• Natural language region descriptions:
# # # # # # #

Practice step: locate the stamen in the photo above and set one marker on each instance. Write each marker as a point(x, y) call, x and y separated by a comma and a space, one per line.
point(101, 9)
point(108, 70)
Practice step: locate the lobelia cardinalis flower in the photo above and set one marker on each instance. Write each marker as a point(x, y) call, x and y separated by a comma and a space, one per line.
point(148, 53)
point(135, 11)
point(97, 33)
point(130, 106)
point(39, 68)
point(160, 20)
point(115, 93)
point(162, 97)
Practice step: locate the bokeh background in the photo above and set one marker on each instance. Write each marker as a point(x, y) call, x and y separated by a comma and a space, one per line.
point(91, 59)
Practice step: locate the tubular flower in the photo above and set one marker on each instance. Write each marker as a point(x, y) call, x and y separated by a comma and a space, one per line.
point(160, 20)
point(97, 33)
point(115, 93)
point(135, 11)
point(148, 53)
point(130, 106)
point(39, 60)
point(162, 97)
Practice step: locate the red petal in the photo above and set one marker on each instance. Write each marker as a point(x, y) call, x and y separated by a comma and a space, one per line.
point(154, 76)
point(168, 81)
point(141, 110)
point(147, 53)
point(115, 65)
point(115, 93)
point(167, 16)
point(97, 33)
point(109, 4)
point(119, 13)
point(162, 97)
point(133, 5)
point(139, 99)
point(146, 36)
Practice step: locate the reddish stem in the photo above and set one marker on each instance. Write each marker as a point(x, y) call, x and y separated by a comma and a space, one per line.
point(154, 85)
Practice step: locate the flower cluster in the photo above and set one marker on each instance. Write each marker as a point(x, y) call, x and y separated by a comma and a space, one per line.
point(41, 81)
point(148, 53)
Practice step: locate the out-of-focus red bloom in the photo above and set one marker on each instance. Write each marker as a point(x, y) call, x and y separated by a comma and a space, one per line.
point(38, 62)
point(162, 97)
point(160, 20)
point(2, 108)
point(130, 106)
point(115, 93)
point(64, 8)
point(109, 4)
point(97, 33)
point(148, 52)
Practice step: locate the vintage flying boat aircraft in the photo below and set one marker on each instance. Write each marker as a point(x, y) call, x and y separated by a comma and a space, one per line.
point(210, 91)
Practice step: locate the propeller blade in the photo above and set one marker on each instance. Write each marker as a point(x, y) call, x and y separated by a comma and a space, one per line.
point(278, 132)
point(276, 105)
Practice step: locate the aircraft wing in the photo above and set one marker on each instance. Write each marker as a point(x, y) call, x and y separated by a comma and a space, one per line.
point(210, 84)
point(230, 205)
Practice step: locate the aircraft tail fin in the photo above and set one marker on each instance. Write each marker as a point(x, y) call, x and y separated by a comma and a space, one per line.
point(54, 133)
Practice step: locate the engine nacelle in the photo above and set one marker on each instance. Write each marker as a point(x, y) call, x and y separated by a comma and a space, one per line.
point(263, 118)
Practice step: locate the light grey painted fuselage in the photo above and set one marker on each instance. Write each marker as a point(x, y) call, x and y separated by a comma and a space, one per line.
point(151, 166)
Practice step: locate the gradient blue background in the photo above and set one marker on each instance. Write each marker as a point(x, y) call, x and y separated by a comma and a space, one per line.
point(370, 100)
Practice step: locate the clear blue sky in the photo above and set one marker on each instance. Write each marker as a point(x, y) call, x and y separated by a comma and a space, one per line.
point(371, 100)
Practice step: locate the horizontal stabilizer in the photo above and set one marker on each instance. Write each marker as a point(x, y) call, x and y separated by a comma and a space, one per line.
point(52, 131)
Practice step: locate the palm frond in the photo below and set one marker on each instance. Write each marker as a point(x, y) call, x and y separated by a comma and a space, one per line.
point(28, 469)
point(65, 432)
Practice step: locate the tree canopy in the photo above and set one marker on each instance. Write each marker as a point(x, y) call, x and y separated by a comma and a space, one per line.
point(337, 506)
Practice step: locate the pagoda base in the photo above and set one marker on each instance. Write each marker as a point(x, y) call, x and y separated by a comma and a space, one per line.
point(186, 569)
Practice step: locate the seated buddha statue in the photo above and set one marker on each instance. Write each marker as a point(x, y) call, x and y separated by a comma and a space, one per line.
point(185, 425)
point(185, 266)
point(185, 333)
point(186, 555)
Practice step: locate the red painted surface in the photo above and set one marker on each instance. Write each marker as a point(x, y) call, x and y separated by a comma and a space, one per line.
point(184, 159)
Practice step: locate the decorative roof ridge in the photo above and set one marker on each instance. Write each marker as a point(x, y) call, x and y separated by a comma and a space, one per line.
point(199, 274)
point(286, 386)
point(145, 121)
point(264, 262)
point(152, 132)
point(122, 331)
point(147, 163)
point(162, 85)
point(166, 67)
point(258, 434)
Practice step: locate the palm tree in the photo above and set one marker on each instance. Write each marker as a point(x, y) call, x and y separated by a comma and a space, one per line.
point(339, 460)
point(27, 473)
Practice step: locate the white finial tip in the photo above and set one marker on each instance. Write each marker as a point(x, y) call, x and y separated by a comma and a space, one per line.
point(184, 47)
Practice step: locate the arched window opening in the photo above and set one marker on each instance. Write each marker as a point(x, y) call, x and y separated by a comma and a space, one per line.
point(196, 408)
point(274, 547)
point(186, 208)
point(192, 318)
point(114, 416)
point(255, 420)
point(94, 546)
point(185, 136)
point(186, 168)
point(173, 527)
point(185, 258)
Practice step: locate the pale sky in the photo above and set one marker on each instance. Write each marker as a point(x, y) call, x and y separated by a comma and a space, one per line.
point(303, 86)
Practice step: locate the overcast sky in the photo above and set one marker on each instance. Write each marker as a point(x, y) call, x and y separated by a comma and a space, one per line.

# # # # # # #

• WORK REQUEST:
Restate the data above word for word.

• RESPONSE AREA:
Practice step: locate the stamen in the photo above and set one marker on each instance. Write each marker as a point(x, y) call, x and y separated by a comma and a space, one per line.
point(101, 9)
point(108, 70)
Practice step: locate the lobelia cardinalis flower in the photo above and set one marker on each instance. Write each marker as a point(x, y) call, x and y separated by a comma and a space, one per line.
point(148, 53)
point(135, 11)
point(97, 33)
point(130, 106)
point(39, 68)
point(160, 20)
point(115, 93)
point(162, 97)
Practice step: locate the bokeh background in the photo above and set one marker on each instance. Write each marker as a point(x, y) call, x and y separated by a comma and a space, one per line.
point(91, 59)
Practice step: locate the tubular flower in the photo above and set one marker on each instance. Write each marker as a point(x, y) call, x and y separated by a comma and a space, one per line.
point(160, 20)
point(97, 33)
point(115, 93)
point(135, 11)
point(148, 53)
point(130, 106)
point(39, 60)
point(162, 97)
Practice step: locate the red petal in the photo above and set one marker on each instance. Write each marker as a point(x, y) call, x and y separated by a comma and a space, one per line.
point(154, 76)
point(168, 81)
point(141, 110)
point(147, 53)
point(115, 65)
point(115, 93)
point(167, 16)
point(97, 33)
point(109, 4)
point(119, 13)
point(162, 97)
point(133, 5)
point(139, 99)
point(146, 36)
Practice step: locate the reddish stem in the photo above and set one marker on each instance. Write each marker as a point(x, y) call, x and y separated by a comma and a space, one per line.
point(154, 85)
Practice step: locate the flower cluster in the photo above and set one marker on each instance. Write each marker as a point(x, y) call, x and y separated by a comma and a space, one per line.
point(41, 81)
point(148, 53)
Practice step: locate the out-of-focus red bloom in the photo above and set one marker on each instance. Write each marker as a point(x, y) call, x and y separated by a comma and a space, one per line.
point(38, 62)
point(162, 97)
point(160, 20)
point(2, 108)
point(130, 106)
point(115, 93)
point(64, 8)
point(109, 4)
point(97, 33)
point(148, 52)
Practice step: locate the vintage flying boat aircraft in the photo below and set one marker on each instance. Write each marker as a point(x, y) call, x and y separated by a comma and a space, one per line.
point(210, 91)
Practice step: locate the propeller blade in the photo above and set one marker on each instance. Write each marker as a point(x, y) call, x and y separated by a comma and a space, one per line.
point(278, 132)
point(276, 105)
Practice step: locate the aircraft wing in the photo above and set one marker on each instance. Write each marker as a point(x, y) call, x and y separated by a comma and a space, one per line.
point(210, 84)
point(230, 205)
Practice step: locate the aircraft tail fin in the photo above and set one marker on each instance. Write each marker as a point(x, y) call, x and y separated by a comma and a space, one per line.
point(54, 133)
Practice step: locate the engine nacelle in the photo above and set one marker on each instance. Write each marker as a point(x, y) call, x and y separated by a comma and a space, one per line.
point(263, 118)
Practice step: locate the light grey painted fuselage in the photo above and set one marker on each instance. Write each marker as a point(x, y) call, x and y separated by a comma and a space, one per line.
point(151, 166)
Practice step: locate the gradient blue background in the photo above and set one marker on each instance. Write each marker as a point(x, y) call, x and y separated by a comma and a space, one per line.
point(370, 100)
Practice step: locate the clear blue sky in the photo above and set one marker on each instance. Write each marker as a point(x, y) call, x and y separated by a comma and a space, one per line.
point(371, 100)
Practice step: locate the horizontal stabilizer in the photo above and set one marker on each instance. Write each marker as a point(x, y) call, x and y separated by a comma and a space, one per line.
point(52, 131)
Practice step: locate the palm frond in the photo below and set one marker on each instance. Write each marker as a point(x, y) call, x and y separated by a comma and a space, one per line.
point(28, 469)
point(65, 432)
Practice step: locate the tree canopy in the photo above and set one marker on each instance. Write each marker as a point(x, y) call, x and y separated by a comma and a space, one per line.
point(337, 506)
Practice step: locate the pagoda base in the photo above and set one marker on each instance. Write each marker as a point(x, y) call, x and y separated by a comma and a space, one per line.
point(186, 569)
Practice step: locate the seated buddha statue in the photo above and set one marker on each instance. Write each marker as a point(x, y) call, x and y separated by a comma and a space, one per line.
point(185, 425)
point(185, 266)
point(185, 333)
point(186, 555)
Practice step: locate the red painted surface in the photo above and set one marker on each instance. Write each marker as a point(x, y) call, x and y separated by a comma and a space, one per line.
point(184, 159)
Practice step: locate the decorative roof ridge in the photo above and set one marker on each instance. Write each marker as a point(x, y) call, x and y separated by a comma and a space, one per line.
point(199, 274)
point(286, 386)
point(145, 121)
point(264, 262)
point(152, 132)
point(122, 331)
point(147, 163)
point(162, 85)
point(166, 67)
point(258, 434)
Practice step: locate the palm tree in the photo above and set one marker on each instance. Write each marker as a point(x, y) call, x and y separated by a comma and a space, one per line.
point(339, 460)
point(27, 473)
Practice step: locate the white finial tip in the photo above and set one marker on each instance. Write each marker as a point(x, y) call, x and y separated by a comma and a space, one per line.
point(184, 47)
Practice step: locate the arched window opening in the photo above and set one marker on each instance. Write each marker as a point(x, y) call, x and y separated by a comma and a space, one per line.
point(196, 408)
point(274, 547)
point(186, 208)
point(192, 318)
point(114, 416)
point(255, 420)
point(94, 546)
point(185, 136)
point(186, 168)
point(173, 527)
point(185, 258)
Practice step: locate the pale sky in the photo above and set one marker on each instance. Write each marker as a point(x, y) call, x and y separated by a comma and a space, one per line.
point(303, 86)
Practice step: locate the overcast sky in the photo above and set one marker on each instance. Write each marker as a point(x, y) call, x and y separated by a comma and a space, one per line.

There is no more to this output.